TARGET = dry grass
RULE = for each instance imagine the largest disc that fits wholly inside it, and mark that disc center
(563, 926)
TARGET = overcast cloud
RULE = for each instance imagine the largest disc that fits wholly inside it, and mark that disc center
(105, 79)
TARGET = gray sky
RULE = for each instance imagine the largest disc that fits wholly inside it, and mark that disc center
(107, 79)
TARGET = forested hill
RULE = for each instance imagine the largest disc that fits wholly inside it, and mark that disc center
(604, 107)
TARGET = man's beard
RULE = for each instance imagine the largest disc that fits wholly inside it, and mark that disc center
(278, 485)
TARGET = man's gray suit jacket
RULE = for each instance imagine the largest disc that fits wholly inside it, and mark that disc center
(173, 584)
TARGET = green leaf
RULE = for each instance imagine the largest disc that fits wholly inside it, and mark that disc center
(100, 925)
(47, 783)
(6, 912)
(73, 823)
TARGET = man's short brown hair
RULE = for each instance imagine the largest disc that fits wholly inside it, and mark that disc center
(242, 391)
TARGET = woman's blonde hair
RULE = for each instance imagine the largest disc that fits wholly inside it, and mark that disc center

- - - - - - -

- _TASK DESCRIPTION_
In the entries above, which lines hold the word "gray"? Copy them out.

- _SOLUTION FOR THIS TASK_
TARGET = gray sky
TARGET = man's gray suit jacket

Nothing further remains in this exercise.